Task data>
>>

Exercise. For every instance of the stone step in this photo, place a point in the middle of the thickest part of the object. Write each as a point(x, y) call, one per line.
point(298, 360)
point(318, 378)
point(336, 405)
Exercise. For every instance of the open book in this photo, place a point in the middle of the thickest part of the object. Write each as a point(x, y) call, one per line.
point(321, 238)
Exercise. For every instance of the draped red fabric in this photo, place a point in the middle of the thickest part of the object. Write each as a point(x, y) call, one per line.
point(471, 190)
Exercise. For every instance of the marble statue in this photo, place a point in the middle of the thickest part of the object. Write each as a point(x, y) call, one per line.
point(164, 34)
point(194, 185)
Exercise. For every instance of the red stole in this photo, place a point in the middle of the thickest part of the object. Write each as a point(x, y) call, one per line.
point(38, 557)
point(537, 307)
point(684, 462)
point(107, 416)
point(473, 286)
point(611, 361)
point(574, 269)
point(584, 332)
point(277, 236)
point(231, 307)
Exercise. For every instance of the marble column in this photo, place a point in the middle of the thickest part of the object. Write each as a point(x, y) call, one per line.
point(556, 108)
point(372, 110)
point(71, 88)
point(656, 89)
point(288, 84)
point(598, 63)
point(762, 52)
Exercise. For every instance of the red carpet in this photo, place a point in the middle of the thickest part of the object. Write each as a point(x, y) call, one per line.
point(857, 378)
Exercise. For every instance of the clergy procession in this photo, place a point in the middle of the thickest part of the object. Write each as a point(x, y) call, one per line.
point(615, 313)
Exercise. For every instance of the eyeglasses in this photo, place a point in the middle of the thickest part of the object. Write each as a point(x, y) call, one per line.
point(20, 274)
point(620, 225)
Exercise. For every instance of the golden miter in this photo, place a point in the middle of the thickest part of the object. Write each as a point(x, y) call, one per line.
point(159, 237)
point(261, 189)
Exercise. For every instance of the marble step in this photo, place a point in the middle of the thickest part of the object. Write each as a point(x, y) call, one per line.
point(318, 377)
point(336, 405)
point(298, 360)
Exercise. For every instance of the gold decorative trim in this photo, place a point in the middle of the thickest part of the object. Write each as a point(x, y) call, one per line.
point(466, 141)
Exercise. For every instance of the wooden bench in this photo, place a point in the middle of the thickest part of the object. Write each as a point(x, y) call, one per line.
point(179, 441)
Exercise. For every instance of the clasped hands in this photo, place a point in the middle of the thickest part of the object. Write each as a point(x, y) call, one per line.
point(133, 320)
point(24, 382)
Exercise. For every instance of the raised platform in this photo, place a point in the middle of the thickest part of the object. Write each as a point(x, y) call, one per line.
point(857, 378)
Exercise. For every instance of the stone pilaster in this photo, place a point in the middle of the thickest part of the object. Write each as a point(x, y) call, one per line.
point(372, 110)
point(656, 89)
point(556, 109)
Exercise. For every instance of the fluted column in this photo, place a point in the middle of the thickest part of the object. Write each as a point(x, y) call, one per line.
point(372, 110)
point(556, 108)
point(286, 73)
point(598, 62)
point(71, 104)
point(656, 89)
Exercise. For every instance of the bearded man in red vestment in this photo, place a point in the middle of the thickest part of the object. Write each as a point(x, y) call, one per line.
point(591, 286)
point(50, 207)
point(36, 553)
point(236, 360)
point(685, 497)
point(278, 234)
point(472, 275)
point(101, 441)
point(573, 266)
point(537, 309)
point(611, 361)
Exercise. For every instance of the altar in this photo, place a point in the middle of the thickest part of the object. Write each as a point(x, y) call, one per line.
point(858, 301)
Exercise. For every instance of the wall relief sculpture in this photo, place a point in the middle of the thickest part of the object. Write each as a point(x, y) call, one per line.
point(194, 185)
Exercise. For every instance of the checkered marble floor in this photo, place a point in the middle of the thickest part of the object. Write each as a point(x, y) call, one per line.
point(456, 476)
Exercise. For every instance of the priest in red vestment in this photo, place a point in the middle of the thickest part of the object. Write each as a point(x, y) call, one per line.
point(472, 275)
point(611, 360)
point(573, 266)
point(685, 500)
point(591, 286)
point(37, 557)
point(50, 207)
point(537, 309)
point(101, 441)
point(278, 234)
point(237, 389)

<<

What is expected>
Give the lines of the material as a Markdown table with two columns: Row, which numbers them, and Line, which holds each line. Begin at the line that has "Exercise. For every instance of the marble statue", stop after the line that has "point(762, 52)", and leave out blank lines.

Response for this exercise>
| Row | Line |
|---|---|
| 1 | Exercise. For every instance of the marble statue in this photo, place a point in the middle of the thickest part of the object. Write each as a point(x, y) call, one per line. |
| 2 | point(164, 34) |
| 3 | point(194, 185) |
| 4 | Exercise. For every instance of the red stole in this photo, place a point in the middle of the thickest part of the object. Write each as a point(x, y) call, one per line. |
| 5 | point(38, 557) |
| 6 | point(537, 307) |
| 7 | point(684, 462) |
| 8 | point(107, 416) |
| 9 | point(473, 286) |
| 10 | point(611, 361) |
| 11 | point(574, 269) |
| 12 | point(584, 332) |
| 13 | point(277, 236) |
| 14 | point(231, 307) |
| 15 | Exercise. For every instance of the marble column in this photo, place a point in the middle of the thickest part of the object. Write each as a point(x, y) call, one per line. |
| 16 | point(556, 108) |
| 17 | point(372, 110) |
| 18 | point(71, 88) |
| 19 | point(656, 89) |
| 20 | point(288, 84) |
| 21 | point(598, 63) |
| 22 | point(762, 52) |